What follows is a set of records; repeat them exactly, without the pictures.

Given data: Begin

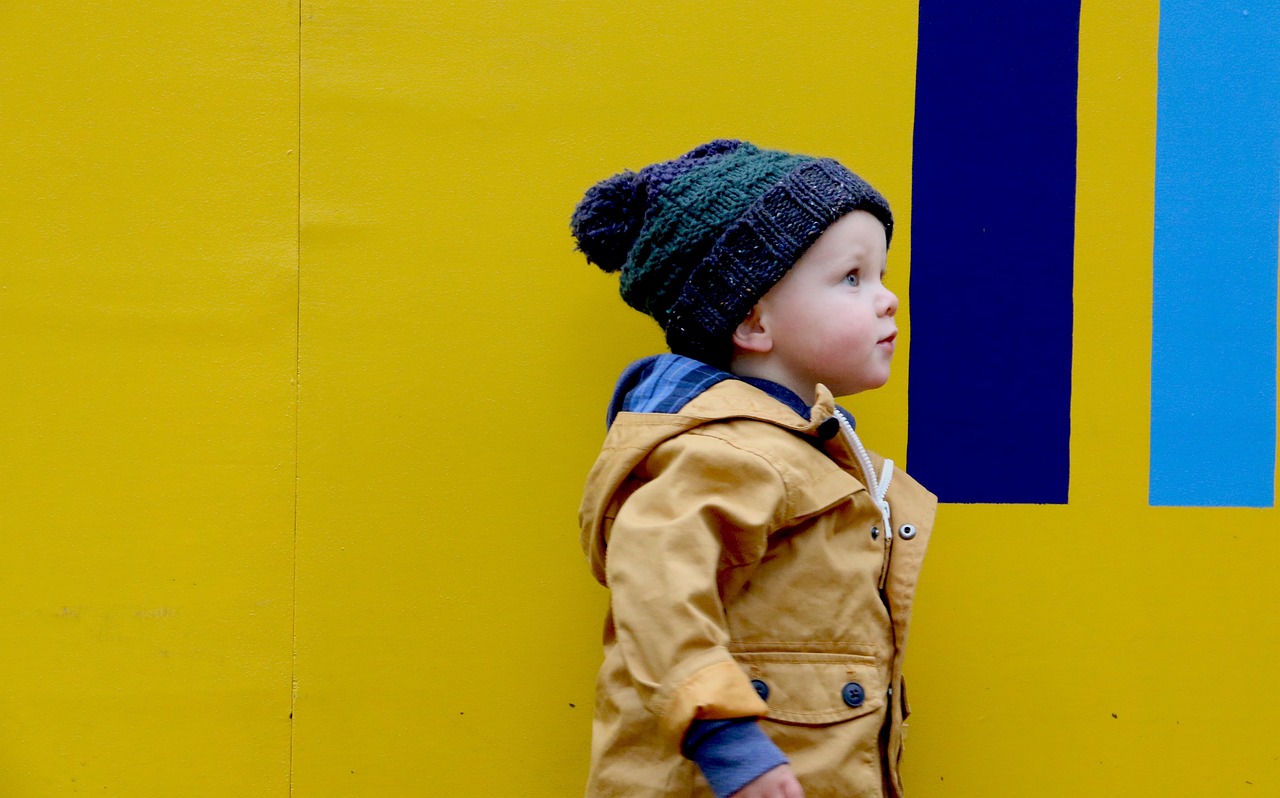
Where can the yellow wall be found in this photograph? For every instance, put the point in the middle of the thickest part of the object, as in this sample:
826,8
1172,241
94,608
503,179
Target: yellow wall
304,428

Given data: End

* Problem solution:
Where can the yellow wall be found in this photograph? For every instance, put the point in the middle of the thickest part of the object, as in this sample:
826,8
1172,241
94,608
503,179
Target: yellow wall
304,428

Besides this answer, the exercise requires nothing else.